WHAT THE TASK REQUIRES:
Answer these questions from the article on single parents and poverty below:
1. In which publication did the study appear?
2. How many single fathers lived below the poverty line?
3. What position does Karen Kramer hold?

* Start TEXT SECTION *

Study: Poverty affects single moms at dramatically higher rates than single dads

It’s perhaps not surprising that single parents face a higher risk of living in poverty. However, a new study finds that such risk is much higher for single mothers than for single fathers, even when they both have similar jobs and education levels and work the same number of hours.

Recently published in an edition of Gender Issues, the study found that single mothers make significantly less than single fathers. In addition, single mothers seem to be financially penalized for each additional child they have, while income for single fathers remains the same or even increases with each additional child. In 2012, 28 percent of all U.S. children lived with a single parent, according to the study. Among those households, more than 4 million single mothers lived below the poverty line, while just 404,000 single fathers lived below the poverty line. The study is based on Census data between 1990 and 2010.

Study co-author Karen Kramer, an assistant professor of family studies at the University of Illinois at Urbana-Champaign, told me that when a single person is responsible for both raising children and providing the main source of income, one would think it would eliminate or at least narrow the existing gender wage gap. In other words, it seems logical that men and women would experience the same earning and economic mobility barriers if they were caring for children on their own and serving as the main income earner. But that’s not what Kramer and her colleagues found. Instead, they found that single mothers were more likely to be in poverty at “far greater rates” than single fathers, even after controlling for variables such as education and human capital, which is defined as “a resource pool of personal capabilities, talents, skills and traits that have resulted from investments in health, education, training and workforce experience.”

* End TEXT SECTION *
* Start RAW DATA *

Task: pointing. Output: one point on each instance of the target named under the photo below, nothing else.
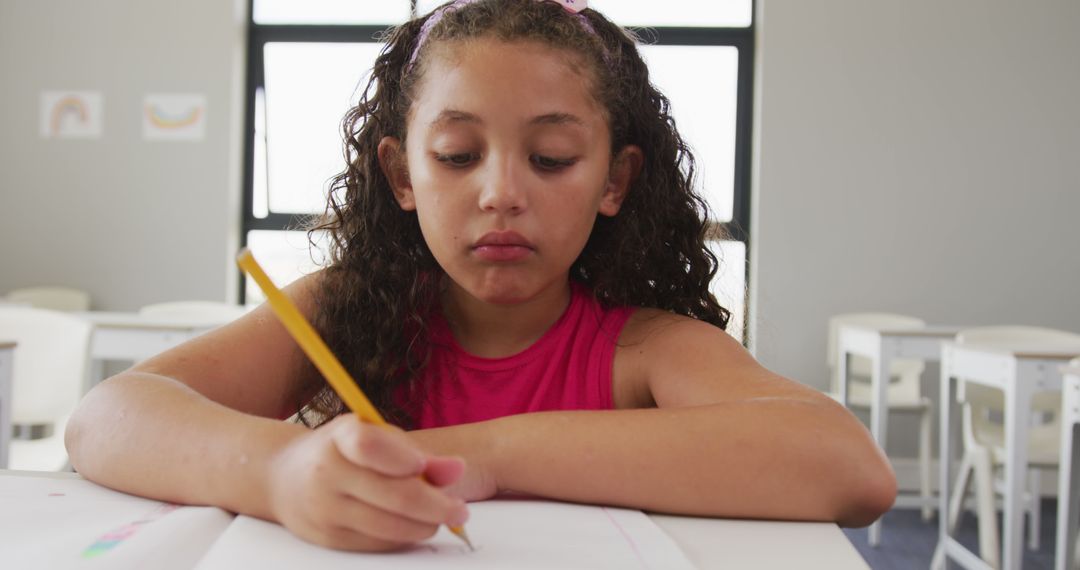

* End RAW DATA *

RESULT OF THE TASK:
1. Gender Issues
2. 404,000
3. Assistant professor of family studies at the University of Illinois at Urbana-Champaign